→ **Задание 1**:
Перечислите все средства мгновенной связи, которые названы во фрагменте о взглядах Адама Смита на капитал ниже.
→ **Задание 2**:
Продолжите приведенный ниже фрагмент о взглядах Адама Смита на капитал с того места, где он заканчивается.

→ **Исходный текст**:
____

Третье существенное условие теории рынка Адама Смита и теории торговли Давида Рикардо, редко отмечаемое корпоративными либертарианцами, состоит в том, что капитал должен быть прикреплен к конкретному месту и стране, и его владельцы должны непосредственно участвовать в управлении им. Адам Смит в труде «Богатство народов» совершенно ясно писал, что капитал должен использоваться в том же месте, где живет его владелец, и что это условие является решающим для того, чтобы невидимая рука рынка превратила стремление к личной выгоде в оптимальное общественное благо.

Предпочитая поддерживать местную, а не иностранную промышленность, он [предприниматель] стремится лишь к своей собственной безопасности, управляя отраслью таким способом, чтобы можно было получить максимальную стоимость, он ищет лишь своей собственной выгоды, и в этом, как и в других случаях, им управляет невидимая рука, ведущая к цели, не входившей в его намерения [12].

Обстоятельства, которые, как полагал Адам Смит, побуждают человека инвестировать в местную промышленность, — это неспособность осуществлять контроль за своим капиталом в случае его размещения вдали от дома. В нынешний век мгновенной связи по телефону, факсу и компьютеру и возможности долететь до любой точки земного шара меньше чем за 24 часа это условие более не применимо. И в то же время местное владение производительными инвестициями по-прежнему остается предпочтительным с точки зрения данного района и общества в целом. Местные инвестиции обеспечивают местное трудоустройство, и их легче приводить в соответствие с местными стандартами.

Смит также предельно ясно заявлял, что оптимальная рыночная эффективность зависит от непосредственного участия собственника капитала в его управлении, потому что он считал, что собственники проявляют больше усердия в обеспечении наиболее эффективного использования имеющихся ресурсов, чем управляющие, которые не имеют такой заинтересованности.

____

→ **Исходные данные**:
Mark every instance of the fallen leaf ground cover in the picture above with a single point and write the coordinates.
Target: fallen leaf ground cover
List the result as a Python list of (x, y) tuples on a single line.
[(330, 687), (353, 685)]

____

→ **Результат упражнения 1**:
Телефон, факс, компьютер.

→ **Результат упражнения 2**:
Однако мы не можем ожидать от директоров таких компаний, которые управляют деньгами чужих людей, а не своими кровными, такого же бдительного внимания, с каким частные совместные партнеры следят за своими собственными... Следовательно, в управлении такой компании вы скорее найдете проявления халатности и расточительства [13].

Таким образом, он считал, что эффективный рынок должен состоять из мелких местных предприятий, управляемых самими владельцами, проживающими в той же местности. Такие владельцы обычно разделяют те же ценности, что и местные жители, и лично заинтересованы в процветании данного района. У такого рынка мало общего с глобализованной экономикой, в которой властвуют крупные корпорации, не имеющие ни малейшего чувства преданности данной местности или стране и управляемые профессионалами, отделенными от настоящих владельцев многими уровнями инвестиционных институтов и холдинговых компаний.

Теория сравнительного преимущества, на которую обычно ссылаются сторонники свободной торговли в доказательство того, что свободный рынок содействует общественному благу, впервые была высказана Давидом Рикардо в 1817 году. Теория Рикардо прекрасно показывает, что при определенных условиях свободная торговля между двумя странами работает на пользу жителей обеих стран. Для этого необходимы три существенных условия: капитал не должен пересекать границу из страны с высоким уровнем заработков в страну с низким уровнем, торговля между странами-участницами должна быть сбалансирована, и в каждой стране должна быть полная занятость.

Во времена Рикардо торговля большей частью состояла в обмене завершенными национальными товарами, произведенными на национальных предприятиях. В наше время изделия обычно собирают из деталей, произведенных в большом числе стран силами рабочих разных стран. Чаще всего этот процесс координируют глобальные корпорации, и в результате этого приблизительно одну треть от международного торгового оборота в 3,3 трлн долл. в 1990 году составляли сделки внутри одной фирмы [14]. Все большая часть международной торговли происходит внутри одной и той же отрасли, то есть разные страны обмениваются одними и теми же товарами — например, когда Соединенные Штаты и Япония продают друг другу автомобили, — так что довольно трудно говорить о естественном сравнительном преимуществе, что делает теорию торговли неприменимой при оценке соответствующих издержек и выгод.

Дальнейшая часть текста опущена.